- [EXERCISE INSTRUCTIONS]
a) Reproduce the stretch of the tuition editorial from "There's a direct" through "abdicated their responsibility.".
b) In one to three sentences, explain why the tuition editorial says that students priced out of college degrees will pay less in taxes.

- [DOCUMENT EXTRACT]

Long underfunded, state universities like UT-Arlington or the
University of North Texas have found a way in the past to manage with an admirable frugality. But when the Legislature in the last
session gave those and other state universities the latitude to set their own rates, the floodgates opened.

Did public universities need more money? Most experts would say
"yes."

Yet could it be that this onslaught of higher tuition and fees will price many would-be students out of the public education arena? The laws of economics say that it must.

There's a direct correlation between future earnings and
education, so in the long run those would-be students who are priced out of college degrees will earn far fewer dollars and thus pay far less in taxes.

And there's yet another problem with the Legislature's giving
four-year universities so much tuition leeway: lack of
accountability. Cities, school and junior college districts, counties, state and
federal government all have elected representation, and local governments are subject to various petition and rollback requirements.
Not so for higher education. Though it could be argued that
tuition is a fee as opposed to a tax, what's happening is
equivalent to taxation without representation.

In this, lawmakers abdicated their responsibility.
It's an issue that the Legislature needs to revisit in the coming session. The obvious solution is for the state to fully fund higher education. But if legislators are unwilling to do that, they
should at least place some controls on the increases in tuition.

The big tuition hikes across the state show that power without accountability is dangerously tempting.

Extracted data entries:
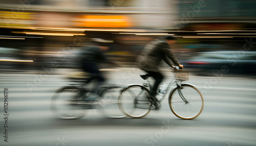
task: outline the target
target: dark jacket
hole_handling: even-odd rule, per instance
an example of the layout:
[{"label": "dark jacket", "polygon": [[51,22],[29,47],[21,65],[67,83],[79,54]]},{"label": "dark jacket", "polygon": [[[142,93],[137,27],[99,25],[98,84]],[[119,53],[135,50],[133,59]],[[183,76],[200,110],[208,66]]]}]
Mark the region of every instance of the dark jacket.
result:
[{"label": "dark jacket", "polygon": [[164,39],[156,39],[145,46],[138,58],[138,65],[141,69],[159,72],[158,66],[162,60],[170,67],[173,66],[171,60],[176,65],[180,64],[167,42]]}]

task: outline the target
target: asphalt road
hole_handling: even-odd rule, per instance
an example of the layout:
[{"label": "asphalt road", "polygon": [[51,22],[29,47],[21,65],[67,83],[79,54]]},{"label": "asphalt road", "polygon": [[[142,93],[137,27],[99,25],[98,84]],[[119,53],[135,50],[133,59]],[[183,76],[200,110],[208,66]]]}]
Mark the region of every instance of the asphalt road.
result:
[{"label": "asphalt road", "polygon": [[[167,98],[159,110],[141,118],[108,118],[90,110],[81,119],[59,119],[51,112],[50,99],[57,89],[70,83],[65,79],[73,71],[0,74],[1,145],[256,145],[254,78],[190,75],[184,82],[198,87],[205,104],[193,120],[175,116]],[[138,75],[143,72],[135,68],[105,72],[110,84],[143,82]],[[172,74],[163,72],[167,83]]]}]

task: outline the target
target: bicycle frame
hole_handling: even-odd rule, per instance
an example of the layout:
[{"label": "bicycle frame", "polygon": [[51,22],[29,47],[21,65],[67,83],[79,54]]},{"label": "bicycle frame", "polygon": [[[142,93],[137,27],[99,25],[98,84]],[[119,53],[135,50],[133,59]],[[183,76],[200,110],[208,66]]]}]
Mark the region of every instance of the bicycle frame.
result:
[{"label": "bicycle frame", "polygon": [[[165,98],[166,96],[166,95],[167,94],[167,93],[169,92],[170,87],[172,86],[173,86],[173,85],[175,83],[176,83],[176,85],[177,86],[180,87],[181,87],[181,85],[180,84],[180,82],[181,82],[182,81],[177,80],[176,76],[175,76],[175,74],[174,74],[174,78],[173,78],[172,81],[169,82],[169,83],[168,85],[168,86],[167,86],[167,87],[165,89],[164,89],[164,90],[165,90],[165,92],[163,95],[162,98],[161,99],[161,101],[160,101],[160,102],[162,102],[162,101],[163,101],[163,100],[165,99]],[[148,86],[148,87],[149,87],[148,88],[150,89],[150,92],[152,92],[152,88],[151,87],[151,85],[150,84],[150,82],[148,80],[148,79],[147,79],[146,80],[147,80],[147,83],[145,83],[146,84],[146,85]],[[182,100],[184,102],[187,103],[187,101],[186,100],[186,99],[185,99],[185,98],[184,98],[183,96],[182,95],[182,93],[180,92],[180,90],[179,90],[179,93],[181,95],[181,97],[182,99]]]}]

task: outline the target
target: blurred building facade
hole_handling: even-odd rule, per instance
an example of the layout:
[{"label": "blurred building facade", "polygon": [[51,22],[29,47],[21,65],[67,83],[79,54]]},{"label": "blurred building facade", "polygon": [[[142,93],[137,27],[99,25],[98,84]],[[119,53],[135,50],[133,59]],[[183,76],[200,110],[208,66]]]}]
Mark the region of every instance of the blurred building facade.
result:
[{"label": "blurred building facade", "polygon": [[[124,63],[134,62],[150,41],[169,35],[178,37],[174,50],[182,59],[189,52],[239,50],[244,48],[246,40],[256,41],[256,1],[0,3],[0,47],[20,49],[24,58],[38,60],[39,65],[63,56],[69,58],[86,38],[113,40],[109,55]],[[249,51],[255,48],[251,46]]]}]

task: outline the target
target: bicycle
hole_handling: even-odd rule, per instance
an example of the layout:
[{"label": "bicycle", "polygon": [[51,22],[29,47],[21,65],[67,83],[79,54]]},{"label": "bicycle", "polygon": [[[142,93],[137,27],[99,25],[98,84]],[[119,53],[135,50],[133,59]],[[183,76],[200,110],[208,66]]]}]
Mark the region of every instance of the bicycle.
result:
[{"label": "bicycle", "polygon": [[191,119],[198,116],[204,106],[203,96],[199,90],[190,84],[181,83],[188,79],[188,72],[179,69],[176,66],[173,69],[174,78],[169,83],[163,95],[156,102],[151,99],[151,86],[148,81],[149,74],[141,74],[146,83],[143,85],[129,85],[122,89],[118,98],[118,106],[125,115],[133,118],[140,118],[147,115],[151,109],[158,109],[170,87],[176,83],[176,87],[170,92],[168,105],[171,111],[177,117]]},{"label": "bicycle", "polygon": [[74,119],[84,116],[86,110],[98,109],[108,117],[125,116],[117,105],[121,86],[108,85],[96,94],[84,87],[84,82],[71,84],[55,91],[51,100],[51,110],[54,115],[61,119]]}]

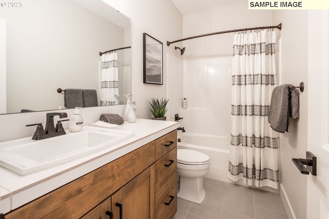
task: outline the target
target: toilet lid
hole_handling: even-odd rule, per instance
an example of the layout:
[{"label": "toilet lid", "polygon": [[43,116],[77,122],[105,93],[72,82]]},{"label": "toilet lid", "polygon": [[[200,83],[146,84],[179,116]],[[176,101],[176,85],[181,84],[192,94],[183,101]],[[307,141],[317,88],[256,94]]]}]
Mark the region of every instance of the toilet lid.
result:
[{"label": "toilet lid", "polygon": [[199,151],[189,149],[177,150],[177,161],[188,164],[200,164],[208,163],[209,156]]}]

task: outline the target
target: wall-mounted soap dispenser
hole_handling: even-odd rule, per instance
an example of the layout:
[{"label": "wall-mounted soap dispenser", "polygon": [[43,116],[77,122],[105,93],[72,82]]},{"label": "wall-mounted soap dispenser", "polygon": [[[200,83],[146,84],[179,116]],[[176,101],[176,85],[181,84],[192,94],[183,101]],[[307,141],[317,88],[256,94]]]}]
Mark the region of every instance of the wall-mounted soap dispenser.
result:
[{"label": "wall-mounted soap dispenser", "polygon": [[183,99],[183,109],[187,108],[187,101],[186,100],[186,98],[184,98]]},{"label": "wall-mounted soap dispenser", "polygon": [[76,107],[73,112],[73,115],[70,120],[68,126],[68,130],[71,132],[76,132],[82,131],[83,118],[81,111],[81,107]]}]

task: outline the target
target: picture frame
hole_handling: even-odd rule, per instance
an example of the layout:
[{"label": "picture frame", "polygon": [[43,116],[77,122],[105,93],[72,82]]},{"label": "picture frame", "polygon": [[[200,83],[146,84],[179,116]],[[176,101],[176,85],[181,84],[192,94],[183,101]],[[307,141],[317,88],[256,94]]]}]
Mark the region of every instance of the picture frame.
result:
[{"label": "picture frame", "polygon": [[143,33],[143,55],[144,83],[162,85],[162,43],[147,33]]}]

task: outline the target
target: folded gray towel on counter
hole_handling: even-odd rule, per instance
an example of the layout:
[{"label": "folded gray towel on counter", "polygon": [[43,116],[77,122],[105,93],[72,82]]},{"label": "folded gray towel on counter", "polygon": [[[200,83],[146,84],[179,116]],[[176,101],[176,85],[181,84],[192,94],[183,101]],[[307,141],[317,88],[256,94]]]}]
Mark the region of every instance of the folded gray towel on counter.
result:
[{"label": "folded gray towel on counter", "polygon": [[64,106],[67,108],[83,107],[82,90],[66,89],[64,94]]},{"label": "folded gray towel on counter", "polygon": [[97,107],[97,92],[96,90],[82,90],[83,107]]},{"label": "folded gray towel on counter", "polygon": [[117,114],[102,114],[101,115],[99,120],[111,124],[121,125],[124,123],[123,118]]},{"label": "folded gray towel on counter", "polygon": [[[290,89],[290,86],[294,88]],[[295,86],[286,84],[273,89],[268,113],[270,127],[278,132],[288,131],[289,116],[299,117],[299,94]]]}]

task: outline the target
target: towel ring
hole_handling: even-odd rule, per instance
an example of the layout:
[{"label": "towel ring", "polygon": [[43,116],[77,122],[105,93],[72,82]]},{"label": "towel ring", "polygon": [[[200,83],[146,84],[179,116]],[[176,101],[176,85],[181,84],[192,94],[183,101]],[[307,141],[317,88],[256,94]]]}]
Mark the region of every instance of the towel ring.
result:
[{"label": "towel ring", "polygon": [[61,93],[63,91],[65,92],[65,90],[62,90],[61,88],[57,88],[57,93]]},{"label": "towel ring", "polygon": [[[294,88],[294,87],[293,86],[290,86],[289,87],[290,89],[293,89]],[[295,87],[295,88],[299,88],[299,89],[300,90],[301,92],[303,92],[304,91],[304,82],[301,82],[301,83],[299,84],[299,86],[298,87]]]}]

- [ANSWERS TO EACH TASK]
a)
There's a direct correlation between future earnings and
education, so in the long run those would-be students who are priced out of college degrees will earn far fewer dollars and thus pay far less in taxes.

And there's yet another problem with the Legislature's giving
four-year universities so much tuition leeway: lack of
accountability. Cities, school and junior college districts, counties, state and
federal government all have elected representation, and local governments are subject to various petition and rollback requirements.
Not so for higher education. Though it could be argued that
tuition is a fee as opposed to a tax, what's happening is
equivalent to taxation without representation.

In this, lawmakers abdicated their responsibility.

b) The editorial states that there is a direct correlation between future earnings and education. As a result, students priced out of degrees will earn far fewer dollars in the long run and therefore pay far less in taxes.